### Selected text

Xerxes, monarch of the Persians, was so intemperate and given to lust that he propounded rewards for those that could invent some new kind of pleasure; and therefore coming into Greece with an infinite number of men to subdue it, he was overcome and repulsed by a small number, as being an effeminate and fainthearted man.

~

French Academy:

Fabius the Greatest comes first to my remembrance, to prove that the resolution of a courageous heart, grounded upon knowledge and the discourse of reason, is firm and immutable. This captain of the Roman army being sent into the field to resist the fury and violence of Hannibal, who being captain of the Carthaginians, was entered into Italy with great force, determined for the public welfare and necessity to delay and prolong the war, and not to hazard a battle but with great advantage.

Anti-Machiavel:

Seeing this, the Roman Senate sent against Hannibal Fabius Maximus, who was not so forward (and it may be not so hardy) as Flaminius or Sempronius were; but he was more wise and careful, as he showed himself. On his arrival he did not set upon Hannibal, who desired no other thing, but began to coast him far off, seeking always advantageous places. And when Hannibal approached him, then would he show him a countenance fully determined to fight, yet always seeking places of advantage. But Hannibal, who was not so rash as to join with his enemy to his own disadvantage, made a show to recoil and fly, to draw him after him. Fabius followed him, but upon coasts and hills, seeking always not the shortest way, but that way which was most for his advantage.

~

French Academy:

Scipio Africanus, general of the Romans, at the taking of the city of Carthage had a young damsel taken prisoner, of rare and excellent beauty. And when he understood of what great calling she came, and how her parents not long before had betrothed her to a great lord of Spain, he commanded that he should be sent for, and restored her unto him without abusing her in any respect, although he was in the flower of his age and had free and sovereign authority. Moreover, he gave for a dowry with her the money that was brought unto him for her ransom.

### Provided records
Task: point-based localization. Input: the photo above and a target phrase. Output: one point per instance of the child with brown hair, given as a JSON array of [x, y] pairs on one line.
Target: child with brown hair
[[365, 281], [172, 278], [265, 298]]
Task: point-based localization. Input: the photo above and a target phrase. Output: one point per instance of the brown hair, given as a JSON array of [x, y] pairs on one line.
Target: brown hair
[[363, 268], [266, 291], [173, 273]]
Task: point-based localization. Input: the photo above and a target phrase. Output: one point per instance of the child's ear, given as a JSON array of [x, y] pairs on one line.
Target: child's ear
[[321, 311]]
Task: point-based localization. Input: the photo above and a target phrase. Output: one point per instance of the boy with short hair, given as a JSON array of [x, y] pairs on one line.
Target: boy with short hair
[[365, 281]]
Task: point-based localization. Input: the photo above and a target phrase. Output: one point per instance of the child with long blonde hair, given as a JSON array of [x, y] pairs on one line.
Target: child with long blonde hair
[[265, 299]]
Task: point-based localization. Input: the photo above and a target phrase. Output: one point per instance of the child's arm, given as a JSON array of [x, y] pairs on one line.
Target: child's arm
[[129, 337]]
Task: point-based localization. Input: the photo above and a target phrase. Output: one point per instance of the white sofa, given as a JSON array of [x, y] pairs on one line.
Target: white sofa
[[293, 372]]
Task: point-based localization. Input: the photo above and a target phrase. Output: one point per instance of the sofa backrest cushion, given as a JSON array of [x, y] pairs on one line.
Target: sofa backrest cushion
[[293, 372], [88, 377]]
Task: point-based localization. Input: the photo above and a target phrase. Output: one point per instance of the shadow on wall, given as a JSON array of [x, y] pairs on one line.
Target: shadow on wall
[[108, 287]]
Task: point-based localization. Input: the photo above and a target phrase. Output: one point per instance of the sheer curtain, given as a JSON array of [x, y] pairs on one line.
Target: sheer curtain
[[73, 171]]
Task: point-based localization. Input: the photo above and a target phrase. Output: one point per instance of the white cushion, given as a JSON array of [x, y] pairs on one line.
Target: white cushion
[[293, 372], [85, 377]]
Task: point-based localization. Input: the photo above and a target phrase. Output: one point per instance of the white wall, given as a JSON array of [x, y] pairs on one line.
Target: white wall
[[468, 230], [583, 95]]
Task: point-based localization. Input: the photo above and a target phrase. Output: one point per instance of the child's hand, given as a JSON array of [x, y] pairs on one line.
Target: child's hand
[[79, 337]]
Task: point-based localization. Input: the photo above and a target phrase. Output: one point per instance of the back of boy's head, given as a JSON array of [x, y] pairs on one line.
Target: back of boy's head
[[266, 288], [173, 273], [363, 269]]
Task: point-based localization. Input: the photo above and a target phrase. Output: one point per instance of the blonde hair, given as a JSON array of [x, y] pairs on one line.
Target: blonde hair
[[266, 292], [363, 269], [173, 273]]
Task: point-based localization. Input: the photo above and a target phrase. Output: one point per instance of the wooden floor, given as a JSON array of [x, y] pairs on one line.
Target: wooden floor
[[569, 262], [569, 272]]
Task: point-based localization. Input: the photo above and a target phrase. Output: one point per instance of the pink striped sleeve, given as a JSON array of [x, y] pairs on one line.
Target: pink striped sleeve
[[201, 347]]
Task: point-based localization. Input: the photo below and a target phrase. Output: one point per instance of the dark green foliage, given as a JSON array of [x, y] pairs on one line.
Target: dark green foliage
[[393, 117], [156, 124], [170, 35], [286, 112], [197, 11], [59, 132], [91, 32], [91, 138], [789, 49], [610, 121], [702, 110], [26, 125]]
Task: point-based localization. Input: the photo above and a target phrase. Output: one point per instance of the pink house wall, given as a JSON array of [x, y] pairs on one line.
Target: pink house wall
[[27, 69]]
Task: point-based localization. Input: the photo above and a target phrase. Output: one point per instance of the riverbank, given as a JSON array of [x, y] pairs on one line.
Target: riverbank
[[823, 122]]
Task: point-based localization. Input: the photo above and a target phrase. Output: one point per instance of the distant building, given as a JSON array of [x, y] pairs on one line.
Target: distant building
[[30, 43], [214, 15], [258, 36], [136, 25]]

### Objectives
• A. Answer these questions from the text on ancient commanders.
(i) What did Xerxes offer rewards for?
(ii) Which two men does the text name as more forward than Fabius Maximus?
(iii) What did Scipio Africanus give as a dowry with the young prisoner?
• B. Continue the text on ancient commanders, picking up after its final sentence.

### Response list
• A.
(i) For inventing some new kind of pleasure.
(ii) Flaminius and Sempronius.
(iii) The money that had been brought to him for her ransom.

• B.
Anti-Machiavel:

Yet the example of clemency in Scipio Africanus is more notable than this of his father and uncle. After the deaths of his said father and uncle, this young lord full of all generosity and hardiness came to besiege New Carthage in Spain, and got it by assault… Among other hostages, there was a young lady of a great house brought to Scipio, who was of so great beauty that as she passed by she drew each man’s regard upon her. This lady was affianced to one Allucius, prince of the Celts. Scipio, taking knowledge of her parents and to whom she was affianced, and that Allucius extremely loved her, sent for them all… The said lady’s parents stepped forward and presented to him a great quantity of gold and silver for their daughter’s ransom, which though Scipio refused it, they pressed it so sore upon him that he accorded to take it, and bade them lay it before him. Scipio called Allucius and said to him, Good friend, besides the dowry which your father-in-law will give you, my desire is that you will take this silver at my hands as an increase of her dowry.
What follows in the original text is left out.